Where might the PrPSc molecules that infect 'normal' individuals have come from? Clearly, in Prusiner's mice experiments they were injected into the recipient animal in the brain extracts from animals that already had scrapie. In the case of kuru, abnormal PrP molecules are presumed to have been present in the tissue - particularly the brain tissue - of people whose bodies were eaten. It is likely that kuru started from a sporadic case of CJD and became established as a relatively common disease within the Foré tribe through some of those who participated in these mortuary feasts becoming infected with kuru in this way and then themselves being eaten after death and so on. The fact that the disease has now almost disappeared some five decades after the cessation of cannibalism supports this explanation.
Go back over Sections 1 and 2, locate the places where you noted down the letter E, and compare your choices with those suggested below, where short explanations are provided. How do these explanations compare with your own notes?
From now until the end of Section 6, continue to note down the letter E when you identify material that you consider to be particularly relevant to ethical issues. However, this time write more detailed explanations of the way(s) in which the material is relevant to this theme. You will be asked to compare these explanations with our 'Comments' in Activity 4 at the end of Section 6.
As noted in the text, although cattle displaying symptoms of BSE are usually killed immediately (see Section 1.2), this is not a policy applied to humans who contract fatal diseases.

(TASK DETAILS): Name every specific disease mentioned in the text on kuru and prions, in the order they first appear.

(RECORDED DATA):
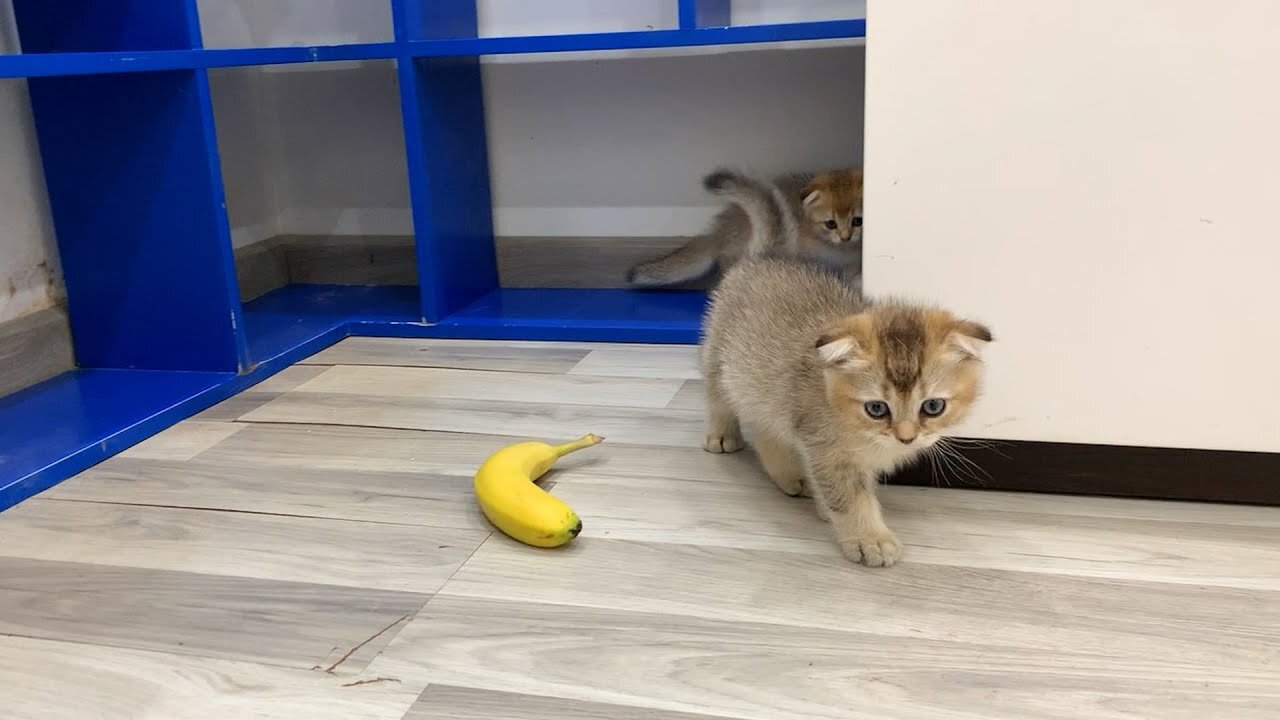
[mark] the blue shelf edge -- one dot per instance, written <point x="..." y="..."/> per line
<point x="64" y="425"/>
<point x="54" y="64"/>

(THE COMPLETED TASK): scrapie, kuru, CJD, BSE